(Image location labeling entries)

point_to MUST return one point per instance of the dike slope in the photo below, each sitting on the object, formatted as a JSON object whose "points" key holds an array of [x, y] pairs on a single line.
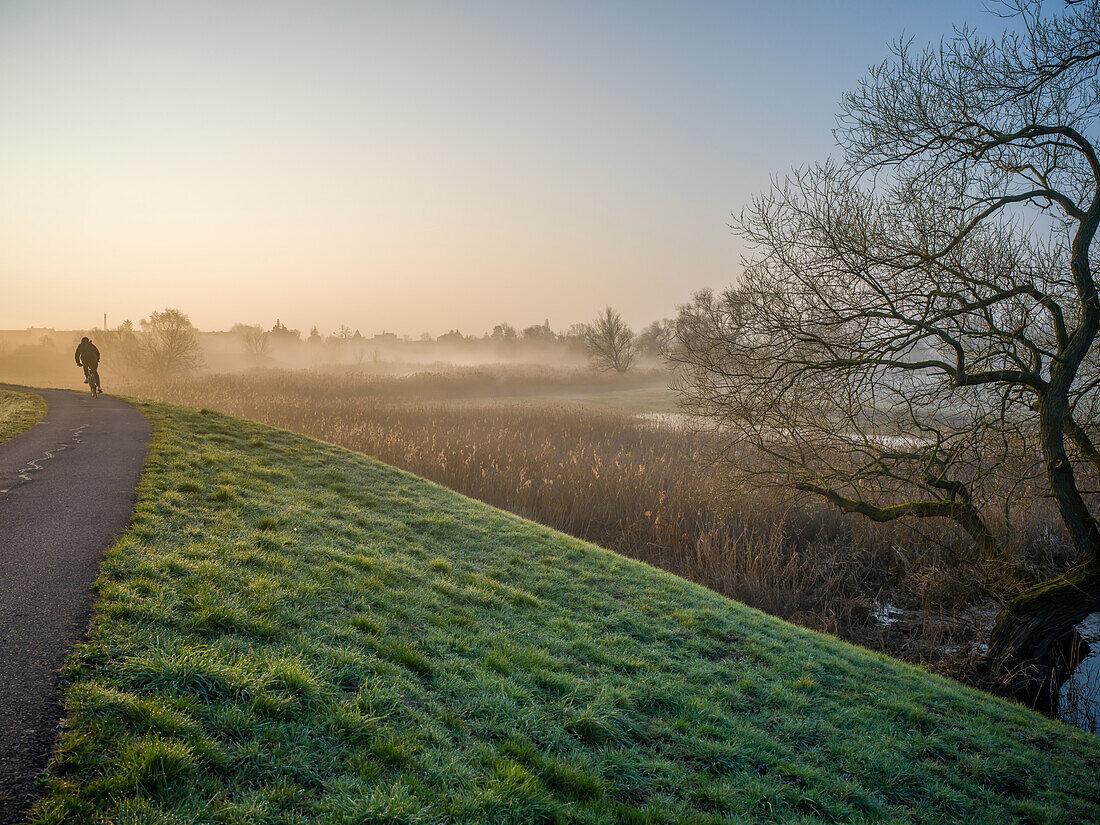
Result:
{"points": [[293, 633]]}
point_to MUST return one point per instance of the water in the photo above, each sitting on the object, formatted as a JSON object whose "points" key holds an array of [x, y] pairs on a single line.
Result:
{"points": [[1080, 694]]}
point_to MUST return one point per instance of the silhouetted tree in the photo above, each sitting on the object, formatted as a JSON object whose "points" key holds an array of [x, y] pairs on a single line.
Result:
{"points": [[282, 334], [168, 343], [254, 339], [655, 339], [609, 342], [539, 332], [915, 333]]}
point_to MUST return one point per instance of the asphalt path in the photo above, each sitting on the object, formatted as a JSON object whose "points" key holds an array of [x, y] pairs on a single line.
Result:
{"points": [[66, 494]]}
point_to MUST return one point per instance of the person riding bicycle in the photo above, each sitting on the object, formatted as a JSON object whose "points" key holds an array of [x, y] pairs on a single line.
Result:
{"points": [[87, 355]]}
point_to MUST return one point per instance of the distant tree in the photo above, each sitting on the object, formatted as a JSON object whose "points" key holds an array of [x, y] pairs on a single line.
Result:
{"points": [[282, 334], [503, 332], [655, 340], [168, 343], [539, 332], [254, 339], [609, 342], [120, 347], [916, 334], [451, 337]]}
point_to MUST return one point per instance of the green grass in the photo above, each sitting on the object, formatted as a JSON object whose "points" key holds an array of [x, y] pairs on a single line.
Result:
{"points": [[19, 411], [292, 633]]}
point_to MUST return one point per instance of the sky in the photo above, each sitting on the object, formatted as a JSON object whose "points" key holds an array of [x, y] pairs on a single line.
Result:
{"points": [[407, 166]]}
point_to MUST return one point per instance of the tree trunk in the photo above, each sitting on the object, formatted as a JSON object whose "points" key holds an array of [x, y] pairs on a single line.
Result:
{"points": [[1034, 646]]}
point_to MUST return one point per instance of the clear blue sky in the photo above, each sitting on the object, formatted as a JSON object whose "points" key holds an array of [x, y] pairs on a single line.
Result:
{"points": [[407, 166]]}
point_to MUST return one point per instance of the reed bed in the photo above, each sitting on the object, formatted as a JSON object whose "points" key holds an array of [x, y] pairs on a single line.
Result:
{"points": [[645, 488]]}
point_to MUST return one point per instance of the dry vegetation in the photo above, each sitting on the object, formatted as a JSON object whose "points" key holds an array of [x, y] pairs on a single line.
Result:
{"points": [[645, 488]]}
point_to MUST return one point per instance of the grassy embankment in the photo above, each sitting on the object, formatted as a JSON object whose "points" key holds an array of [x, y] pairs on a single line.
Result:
{"points": [[19, 411], [293, 633]]}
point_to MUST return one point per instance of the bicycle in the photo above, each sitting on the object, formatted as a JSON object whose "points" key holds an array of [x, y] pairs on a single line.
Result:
{"points": [[92, 380]]}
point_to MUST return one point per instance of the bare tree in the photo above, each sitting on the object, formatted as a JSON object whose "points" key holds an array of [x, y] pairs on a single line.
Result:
{"points": [[609, 341], [168, 343], [655, 339], [254, 339], [915, 333]]}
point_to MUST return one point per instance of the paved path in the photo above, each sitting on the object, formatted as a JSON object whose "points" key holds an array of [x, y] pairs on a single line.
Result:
{"points": [[66, 493]]}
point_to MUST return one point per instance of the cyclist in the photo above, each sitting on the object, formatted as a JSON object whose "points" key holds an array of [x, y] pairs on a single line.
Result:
{"points": [[87, 355]]}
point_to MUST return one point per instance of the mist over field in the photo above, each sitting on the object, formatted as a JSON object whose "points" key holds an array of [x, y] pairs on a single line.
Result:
{"points": [[432, 319]]}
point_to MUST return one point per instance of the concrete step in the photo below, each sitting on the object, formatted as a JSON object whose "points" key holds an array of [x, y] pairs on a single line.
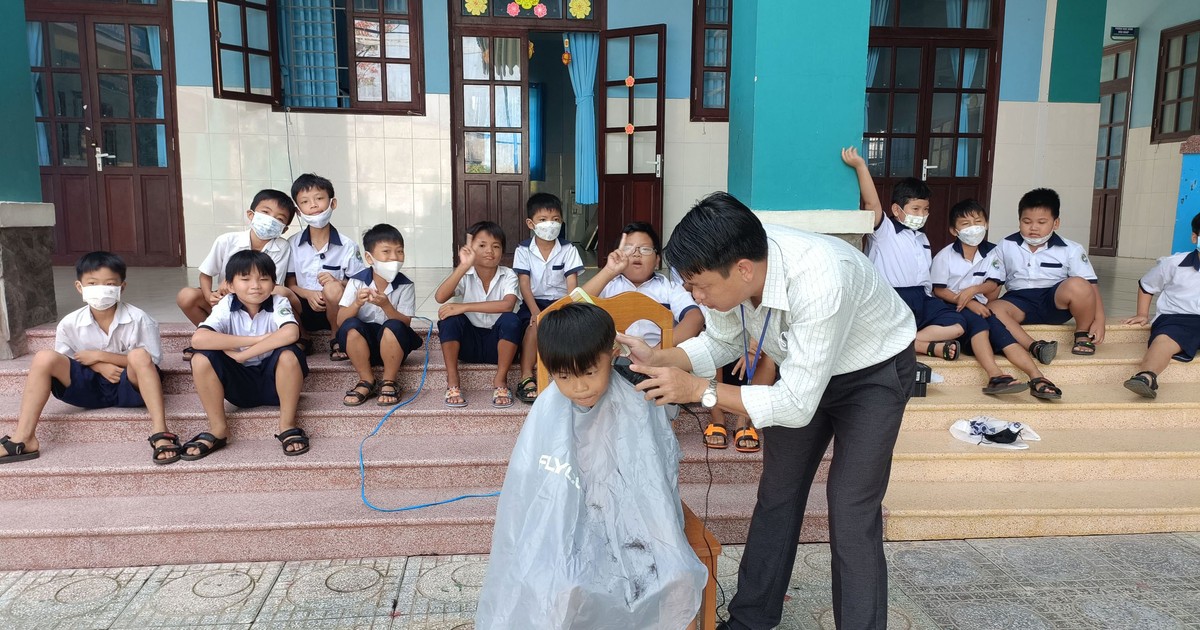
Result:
{"points": [[1017, 508], [298, 525]]}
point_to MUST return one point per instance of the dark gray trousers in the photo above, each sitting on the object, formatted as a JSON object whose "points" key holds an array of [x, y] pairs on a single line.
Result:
{"points": [[861, 412]]}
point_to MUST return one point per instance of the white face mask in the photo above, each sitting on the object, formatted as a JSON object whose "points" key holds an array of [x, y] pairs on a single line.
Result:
{"points": [[101, 297], [318, 220], [972, 235], [547, 231], [267, 227]]}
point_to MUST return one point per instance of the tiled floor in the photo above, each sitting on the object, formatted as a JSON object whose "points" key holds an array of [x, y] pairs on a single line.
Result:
{"points": [[1145, 582]]}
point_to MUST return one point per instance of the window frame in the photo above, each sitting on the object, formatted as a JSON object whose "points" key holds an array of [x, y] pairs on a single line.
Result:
{"points": [[1161, 71], [699, 25]]}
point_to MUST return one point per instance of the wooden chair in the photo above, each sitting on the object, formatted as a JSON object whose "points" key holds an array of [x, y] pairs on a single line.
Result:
{"points": [[627, 309]]}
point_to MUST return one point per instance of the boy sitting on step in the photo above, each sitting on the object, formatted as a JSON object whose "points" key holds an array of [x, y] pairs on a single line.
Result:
{"points": [[246, 354], [106, 354], [960, 277], [1175, 333], [375, 318]]}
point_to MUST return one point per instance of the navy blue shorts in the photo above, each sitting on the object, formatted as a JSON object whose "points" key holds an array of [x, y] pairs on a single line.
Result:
{"points": [[1038, 305], [1182, 329], [90, 390], [479, 345], [928, 310], [251, 385], [373, 333]]}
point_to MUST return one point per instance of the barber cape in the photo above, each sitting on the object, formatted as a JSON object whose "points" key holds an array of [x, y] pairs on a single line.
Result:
{"points": [[589, 527]]}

## Work instructions
Copy out the lines starting at the one containing "point_to MUST return one point per instance of the boy" and ending with the last line of the entries. Include nothing else.

## Task solution
point_to MUST return one point per instance of the boy sitting on step in the photo above, each sitting on the object, formatted as a JSON object whose "points" key holds an array of [x, y] pairs on a single line.
Result:
{"points": [[246, 354], [106, 354], [960, 277], [1175, 333], [375, 318]]}
point_to MUST return one point per instance of the navy blue shorts in the photo above, each sitting on the object, formatted as a JSON object whose "points" key holds an array of [x, y] pairs on a single line.
Result:
{"points": [[1038, 305], [1182, 329], [90, 390], [479, 345], [928, 310], [251, 385], [373, 333]]}
point_to MUST return one point per instance of the barber cape in the photo above, each sitting on the object, formatted as a JSON object whose "points" key holds an array of [x, y] pairs on a single line.
Result:
{"points": [[589, 527]]}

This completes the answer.